Type out every line below exactly as it reads.

>>>

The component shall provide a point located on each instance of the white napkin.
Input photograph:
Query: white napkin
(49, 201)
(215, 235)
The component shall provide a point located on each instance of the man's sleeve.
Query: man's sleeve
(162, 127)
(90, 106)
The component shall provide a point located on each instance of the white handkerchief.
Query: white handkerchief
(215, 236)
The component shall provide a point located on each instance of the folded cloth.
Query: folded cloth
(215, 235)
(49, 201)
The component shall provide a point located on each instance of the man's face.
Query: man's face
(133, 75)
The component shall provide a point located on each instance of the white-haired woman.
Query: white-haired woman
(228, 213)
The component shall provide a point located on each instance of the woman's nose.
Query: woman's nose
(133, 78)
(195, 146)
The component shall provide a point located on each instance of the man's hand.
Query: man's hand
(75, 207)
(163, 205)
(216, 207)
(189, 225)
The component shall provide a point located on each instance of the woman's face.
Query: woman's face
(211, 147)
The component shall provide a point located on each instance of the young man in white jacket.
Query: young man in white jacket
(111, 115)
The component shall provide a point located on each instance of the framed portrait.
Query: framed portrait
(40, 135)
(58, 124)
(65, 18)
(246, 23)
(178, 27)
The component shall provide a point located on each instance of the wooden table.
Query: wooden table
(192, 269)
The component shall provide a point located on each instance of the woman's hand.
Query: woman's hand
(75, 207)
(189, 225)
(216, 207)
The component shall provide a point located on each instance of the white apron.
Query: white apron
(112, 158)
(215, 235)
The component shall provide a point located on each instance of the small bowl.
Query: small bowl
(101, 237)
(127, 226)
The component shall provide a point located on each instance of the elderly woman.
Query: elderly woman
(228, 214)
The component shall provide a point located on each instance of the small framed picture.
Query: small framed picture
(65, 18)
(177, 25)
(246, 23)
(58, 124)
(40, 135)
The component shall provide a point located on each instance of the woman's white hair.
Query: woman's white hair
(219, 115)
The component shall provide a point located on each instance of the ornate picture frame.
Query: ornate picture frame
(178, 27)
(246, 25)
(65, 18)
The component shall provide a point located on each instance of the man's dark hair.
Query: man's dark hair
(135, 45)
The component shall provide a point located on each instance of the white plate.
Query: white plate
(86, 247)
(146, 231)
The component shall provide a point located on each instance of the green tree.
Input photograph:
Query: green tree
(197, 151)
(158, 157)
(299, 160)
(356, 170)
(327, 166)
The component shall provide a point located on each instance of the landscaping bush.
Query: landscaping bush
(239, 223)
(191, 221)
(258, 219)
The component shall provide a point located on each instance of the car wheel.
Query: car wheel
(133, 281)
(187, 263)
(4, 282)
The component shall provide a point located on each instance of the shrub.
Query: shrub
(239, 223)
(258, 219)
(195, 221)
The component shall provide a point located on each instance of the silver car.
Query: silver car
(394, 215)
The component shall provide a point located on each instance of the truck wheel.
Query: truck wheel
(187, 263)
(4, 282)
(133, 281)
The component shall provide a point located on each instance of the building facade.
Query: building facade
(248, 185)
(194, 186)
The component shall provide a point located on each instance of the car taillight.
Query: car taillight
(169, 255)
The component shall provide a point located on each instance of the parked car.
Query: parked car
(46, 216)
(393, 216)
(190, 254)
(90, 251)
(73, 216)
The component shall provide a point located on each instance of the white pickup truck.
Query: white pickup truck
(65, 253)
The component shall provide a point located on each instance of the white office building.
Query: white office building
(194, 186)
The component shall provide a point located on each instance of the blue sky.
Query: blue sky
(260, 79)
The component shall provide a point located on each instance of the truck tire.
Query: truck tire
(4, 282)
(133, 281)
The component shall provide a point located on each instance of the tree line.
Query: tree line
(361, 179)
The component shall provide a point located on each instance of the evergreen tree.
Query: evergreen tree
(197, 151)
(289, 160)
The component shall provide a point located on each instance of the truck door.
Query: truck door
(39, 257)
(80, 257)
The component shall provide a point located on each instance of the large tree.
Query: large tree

<<<

Answer area:
The component shall provide a point located on each instance of the white napkin.
Input photograph:
Query: white napkin
(49, 201)
(215, 235)
The component shall provide a point located on each instance of the man's sleeve.
Query: man's sleeve
(162, 127)
(90, 106)
The component shall provide a point located on each instance of the white handkerchief.
Query: white handkerchief
(215, 236)
The component shall provide a point located on each instance of the folded cloth.
Query: folded cloth
(215, 235)
(49, 201)
The component shall provide a point located on each instance of the man's face.
Query: man's face
(133, 75)
The component shall provide a point located on each instance of the white-haired woman.
Query: white-haired woman
(228, 213)
The component shall provide a point located on each instance of the woman's nose.
Query: woman's nose
(133, 78)
(195, 146)
The component shall provide a point located on each instance of the man's hand.
Query: man's hand
(75, 207)
(163, 205)
(216, 207)
(189, 225)
The component shall provide a point located on each instance of the woman's face.
Query: woman's face
(211, 147)
The component shall provide a point located on each instance of the young man in white jacket.
Query: young man in white jacket
(111, 115)
The component shall provide a point located on each instance of the framed portrait.
Query: framed portrait
(40, 135)
(58, 124)
(65, 18)
(246, 23)
(178, 27)
The component shall provide a point located on each instance of the wooden table.
Query: wooden table
(192, 269)
The component shall provide a point located on each instance of the woman's hand.
Query: woman's hand
(75, 207)
(189, 225)
(216, 207)
The component shall provide a point located on each instance of the white apron.
Query: white apron
(112, 158)
(215, 235)
The component shall provide a point located on each instance of the small bowl.
Query: small bowl
(101, 237)
(127, 226)
The component shall provide a point located on each instance of the elderly woman.
Query: elderly woman
(228, 214)
The component shall provide a point located on each instance of the small framed picture.
Query: small framed picture
(65, 18)
(177, 25)
(246, 23)
(58, 124)
(40, 135)
The component shall provide a point located on each instance of the woman's white hair.
Query: woman's white hair
(219, 115)
The component shall provide a point located on each instance of the ornate picture frame.
Query: ornate picture frame
(178, 27)
(246, 25)
(65, 18)
The component shall provide a point located on each instance of the man's dark hair.
Query: man's dark hair
(135, 45)
The component shall provide a point located on each instance of the white plate.
Query: white plate
(86, 247)
(146, 231)
The component shall provide a point located on each instance of the green tree.
Input photograph:
Query: green tree
(197, 151)
(158, 157)
(299, 160)
(356, 170)
(327, 166)
The component shall provide a point located on each instance of the landscaping bush.
Query: landscaping bush
(239, 223)
(191, 221)
(258, 219)
The component shall provide a point located on each instance of the car wheel.
Query: car wheel
(133, 281)
(187, 263)
(4, 282)
The component shall provide a point located on each instance of the shrub.
Query: shrub
(239, 223)
(258, 219)
(195, 221)
The component shall provide a point located on each instance of the silver car.
Query: silver car
(394, 215)
The component shall provide a point located on each instance of the truck wheel.
Query: truck wheel
(187, 263)
(4, 282)
(133, 281)
The component shall provide a point located on each instance of the building facade.
Query: building facade
(248, 185)
(194, 186)
The component shall provide a point located on each instance of the car taillight.
Query: car taillight
(169, 255)
The component shall provide a point located on each instance of the parked car.
Query: parked car
(46, 216)
(393, 216)
(190, 254)
(90, 251)
(73, 216)
The component shall provide a point located on each instance of the white pickup truck.
Query: white pickup truck
(65, 253)
The component shall provide a point located on each instance of the white office building.
Query: white office building
(194, 186)
The component shall provide a point located on each instance of the blue sky.
Query: blue sky
(260, 79)
The component shall provide a point located on each instance of the truck tire.
Query: truck tire
(4, 282)
(133, 281)
The component shall provide a point located on each instance of the tree line.
Query: tree line
(361, 179)
The component shall provide a point located on each instance of the evergreen tree.
Query: evergreen tree
(197, 151)
(289, 160)
The component shall provide a point located on each instance of the truck door.
Query: truck door
(39, 257)
(80, 257)
The component shall provide a point located on each instance of the large tree.
Query: large tree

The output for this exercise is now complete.